**Görev Tanımı 1**
Fareler ve İnsanlar üzerine yazılmış verilen metinden, "John Steinbeck bir" sözcüklerini içeren ifadeyle açılıp "hastanesinde yattığını söylemiş." ile kapanan bölümü hiçbir değişiklik yapmadan yazınız.
**Görev Tanımı 2**
Fareler ve İnsanlar üzerine yazılmış verilen metne göre aşağıdaki soruları cevaplayınız.
(a) Yazar, kitabı geçtiğimiz yıl neden tam randımanlı okuyamadığını düşünüyor?
(b) Blogda yer verilen diğer Steinbeck kitapları hangileridir?
(c) Steinbeck bir röportajında Lennie hakkında ne söylemiştir?
**Görev Tanımı 3**
Fareler ve İnsanlar üzerine yazılmış verilen metni iki cümleyle özetleyiniz.
━━ Verilen Metin ━━
31 Ocak 2016 Pazar
Okudum Bitti-20 : Fareler ve İnsanlar || John Steinbeck
Herkese merhaba. Ayın son kitabını da yazıp, yeni aya bitirilmiş ama bloga yazılmamış kitaplarla girmemenin mutluluğunu yaşayacağım. Blogda yer verdiğim diğer Steinbeck kitapları :
Altın Kupa tık tık ,
Kaygılarımızın Kışı tık tık .
Umarım bu yıl bol bol Steinbeck okuyabilirim.
Fareler ve İnsanlar 'ı geçtiğimiz yıl okumuştum (çocukken dde okuduğumu hatırlıyorum) ama taşınma sürecinde olduğumuz için tam randımanlı okuyabildiğimi düşünmediğim için bu sene şenlik listeme yeniden aldım ve sakin kafayla yeniden okudum. Gerçekten çok sevdim. Çok duygulandım, etkilendim, sinir oldum. Birçok duyguyu yaşatan kitabı , favorilerime ekledim bile.
John Steinbeck bir röportajında kitabın geçtiği yerlerde kendisinin de işçi olarak çalıştığını, çoğu kişilerin gerçekle hayal karışımı olduğunu, hatta Lennie 'in gerçek olduğunu, gerçekten bir cinayet işlediği ve akıl hastanesinde yattığını söylemiş.
━━━
━━ Veri Kümesinden Kesitler ━━
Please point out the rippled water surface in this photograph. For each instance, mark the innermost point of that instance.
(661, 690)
━━━
━━ Veri Kümesinden Kesitler ━━
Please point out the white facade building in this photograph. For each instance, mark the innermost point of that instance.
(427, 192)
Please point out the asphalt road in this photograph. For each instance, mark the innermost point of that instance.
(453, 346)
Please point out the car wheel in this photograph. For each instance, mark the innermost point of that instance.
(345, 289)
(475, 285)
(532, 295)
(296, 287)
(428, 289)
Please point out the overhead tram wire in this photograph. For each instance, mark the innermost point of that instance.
━━━
**Sorunun Çözümü 1**
John Steinbeck bir röportajında kitabın geçtiği yerlerde kendisinin de işçi olarak çalıştığını, çoğu kişilerin gerçekle hayal karışımı olduğunu, hatta Lennie 'in gerçek olduğunu, gerçekten bir cinayet işlediği ve akıl hastanesinde yattığını söylemiş.

**Sorunun Çözümü 2**
(a) O dönemde taşınma sürecinde oldukları için.
(b) Altın Kupa ve Kaygılarımızın Kışı.
(c) Lennie'nin gerçek olduğunu, gerçekten bir cinayet işlediğini ve akıl hastanesinde yattığını söylemiştir.

**Sorunun Çözümü 3**
Yazar, geçen yıl taşınma süreci yüzünden tam randımanlı okuyamadığını düşündüğü Fareler ve İnsanlar'ı bu yıl yeniden okumuş, çok sevmiş ve favorilerine eklemiştir. Steinbeck bir röportajında kitabın geçtiği yerlerde kendisinin de işçi olarak çalıştığını, kişilerin çoğunun gerçekle hayalin karışımı olduğunu ve Lennie'nin gerçek biri olduğunu söylemiştir.